Many states, including Texas, subscribed to the basic principle that an employer should have the right to fire someone for “good cause, bad cause or no cause at all.”  This principle is called “at will employment.’  Many times it seems unfair to the employee, particularly in a bad economy where finding another job can be quite difficult, but it is based on the principles of freedom and liberty.  In particular, for a small company it can make a lot of sense.  Each employee is a critical but expensive resource.  Employers need flexibility to adjust their payroll as necessary to meet their business needs and sometimes that might mean firing someone for reasons that others may not appreciate. 

Imagine you are a one person business and you hire one person.  While the person does a reasonable job, you simply do not like and do not get along with that person.  In short, your personalities clash.  As the owner of the business you are miserable “going to work” because you are being forced to work with and pay someone that is driving you crazy.  Is it fair to force that employer to work and pay a person they do not want to be around?  What impact would strict firing requirements have on the unemployment rate if employers’ hands were completely tied on firing decisions?  Every hiring decision would be deterred out of concern that an unforeseen problem could develop and the employer would be stuck with the employee or risk facing a lawsuit.

Exercise objective. Extend the text on at-will employment, picking up right after its last sentence.

Material shown.
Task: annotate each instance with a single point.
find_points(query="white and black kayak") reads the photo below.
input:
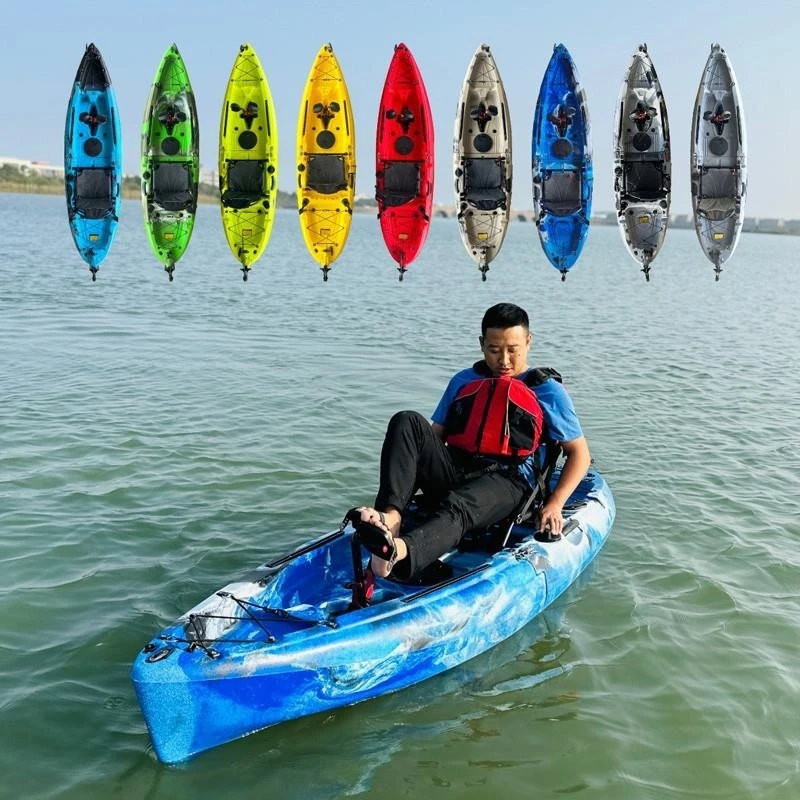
(482, 160)
(304, 634)
(642, 161)
(719, 173)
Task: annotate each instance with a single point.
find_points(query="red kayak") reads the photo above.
(404, 159)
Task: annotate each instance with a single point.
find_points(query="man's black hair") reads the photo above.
(504, 315)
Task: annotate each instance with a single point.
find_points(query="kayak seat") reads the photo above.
(400, 183)
(172, 186)
(93, 193)
(245, 184)
(484, 183)
(326, 174)
(645, 180)
(561, 192)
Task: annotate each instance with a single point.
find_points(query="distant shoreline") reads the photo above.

Reply to the exercise.
There are, however, various exceptions to the “at will” rule that have been adopted by statute to accommodate those situations that are unacceptable to society.  Under federal and most state laws, an employer cannot fire someone for discriminatory reasons such as race, religion, age, gender or sex (this is where sexual harassment comes in).  An employer cannot fire someone because of a disability if that person can do their job with reasonable accommodations, of for taking an unpaid medical leave for things like seeking treatment for a serious medical condition, taking care of a sick dependent or taking care of a newborn.   Likewise, an employer cannot fire someone for refusing to do an illegal or immoral act.   And if there is a contract for employment that addresses the term of the employment and procedures for termination, the contract controls. 

However, some of these exceptions cannot be enforced unless the employer has a minimum number of employees as prescribed by the law.  (In Texas, a business must have at least 15 employees for at least 20 months out of the year to be prosecuted for discrimination reasons, or in the case of the Family Medical Leave Act, at least 50 employees.)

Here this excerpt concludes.